Could each entry be returned exactly as it appears?

Region pointing data
........

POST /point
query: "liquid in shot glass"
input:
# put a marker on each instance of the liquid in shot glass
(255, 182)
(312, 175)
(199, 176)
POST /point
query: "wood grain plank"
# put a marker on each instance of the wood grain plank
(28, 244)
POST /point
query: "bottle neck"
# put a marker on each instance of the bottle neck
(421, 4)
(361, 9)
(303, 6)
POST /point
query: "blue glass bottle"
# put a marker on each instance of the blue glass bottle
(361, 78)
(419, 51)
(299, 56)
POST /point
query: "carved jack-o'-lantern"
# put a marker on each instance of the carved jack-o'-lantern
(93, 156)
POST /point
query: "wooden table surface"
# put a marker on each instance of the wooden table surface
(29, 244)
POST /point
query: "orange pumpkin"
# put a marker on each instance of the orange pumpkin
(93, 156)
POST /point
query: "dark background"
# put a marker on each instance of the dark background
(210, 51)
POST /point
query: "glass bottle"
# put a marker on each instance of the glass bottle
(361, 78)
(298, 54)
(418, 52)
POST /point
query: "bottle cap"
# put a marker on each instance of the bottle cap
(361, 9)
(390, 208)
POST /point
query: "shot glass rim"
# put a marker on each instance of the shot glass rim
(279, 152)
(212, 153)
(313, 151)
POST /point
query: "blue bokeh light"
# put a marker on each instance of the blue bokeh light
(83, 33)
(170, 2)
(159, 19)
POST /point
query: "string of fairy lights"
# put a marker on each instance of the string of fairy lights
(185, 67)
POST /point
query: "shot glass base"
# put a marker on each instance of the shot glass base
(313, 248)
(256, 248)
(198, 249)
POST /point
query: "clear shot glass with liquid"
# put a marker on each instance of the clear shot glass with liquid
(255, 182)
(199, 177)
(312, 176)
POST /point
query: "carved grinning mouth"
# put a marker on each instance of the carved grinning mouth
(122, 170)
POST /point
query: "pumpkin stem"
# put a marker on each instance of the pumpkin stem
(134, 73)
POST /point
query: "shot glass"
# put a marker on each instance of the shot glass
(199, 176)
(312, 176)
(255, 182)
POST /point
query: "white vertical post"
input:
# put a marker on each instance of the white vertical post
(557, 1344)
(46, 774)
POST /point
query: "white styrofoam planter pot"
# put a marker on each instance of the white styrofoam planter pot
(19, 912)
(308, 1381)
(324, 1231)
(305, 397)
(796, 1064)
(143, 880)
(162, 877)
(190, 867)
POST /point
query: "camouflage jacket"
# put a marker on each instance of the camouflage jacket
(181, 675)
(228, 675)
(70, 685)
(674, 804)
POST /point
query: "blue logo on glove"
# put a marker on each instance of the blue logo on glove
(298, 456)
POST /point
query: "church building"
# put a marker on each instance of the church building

........

Task output:
POST /point
query: "liquid in shot glass"
input:
# put a marker on each instance of the liquid in shot glass
(255, 182)
(312, 175)
(199, 176)
POST /point
query: "wood grain plank"
# put a marker on each instance of the wood grain plank
(28, 244)
POST /point
query: "bottle neck"
# put a marker on each instance of the bottle neck
(421, 4)
(361, 9)
(303, 6)
POST /point
query: "blue glass bottle"
# put a marker on each instance of the blue glass bottle
(361, 78)
(419, 51)
(299, 56)
POST /point
query: "carved jack-o'-lantern"
# put a marker on each instance of the carved jack-o'-lantern
(93, 156)
POST /point
query: "wooden table surface"
# put a marker on each instance of the wooden table surface
(29, 244)
POST /point
query: "orange pumpkin"
# put a marker on each instance of the orange pumpkin
(93, 156)
POST /point
query: "dark background"
# put a marker on each instance of the dark background
(210, 51)
POST /point
query: "glass bottle"
# put a marker on each instance of the glass bottle
(361, 78)
(298, 54)
(418, 52)
POST /point
query: "bottle cap"
# put a marker on each instance of the bottle cap
(361, 9)
(390, 208)
POST /point
query: "shot glass rim"
# put a marker on each instance of the shot glass rim
(279, 152)
(212, 153)
(313, 151)
POST /point
query: "blue bokeh light"
# put a marker on each instance of the blue bokeh light
(83, 33)
(170, 2)
(159, 19)
POST /point
query: "string of fairy lights"
# put a marker on each instance of the string of fairy lights
(185, 67)
POST /point
query: "shot glass base"
# put a marker on each instance of the shot glass base
(313, 248)
(256, 248)
(198, 249)
POST /point
query: "clear shot glass with liquid"
# put a marker on each instance of the clear shot glass with liquid
(255, 182)
(199, 177)
(312, 176)
POST /point
query: "carved grinning mouth"
# put a marker on each instance of the carved grinning mouth
(122, 170)
POST /point
query: "pumpkin stem"
# put a marker on each instance of the pumpkin stem
(134, 73)
POST /point
query: "shot glass"
# put a marker on each instance of the shot glass
(199, 176)
(312, 176)
(255, 182)
POST /point
query: "white vertical post"
input:
# put a marker on each instance of the white vertical post
(557, 1344)
(46, 774)
POST /point
query: "white styrofoam planter pot"
# put a marker on each instance of the white styrofoam planter pot
(19, 912)
(308, 1381)
(324, 1231)
(305, 397)
(796, 1064)
(143, 880)
(162, 877)
(190, 867)
POST /point
query: "camouflage jacket"
# put a marker on each instance of the camouflage jacket
(181, 675)
(228, 675)
(70, 685)
(674, 804)
POST /point
query: "blue logo on glove"
# put a marker on each instance of the blue logo on glove
(298, 456)
POST /point
query: "church building"
# put a marker on each instance of the church building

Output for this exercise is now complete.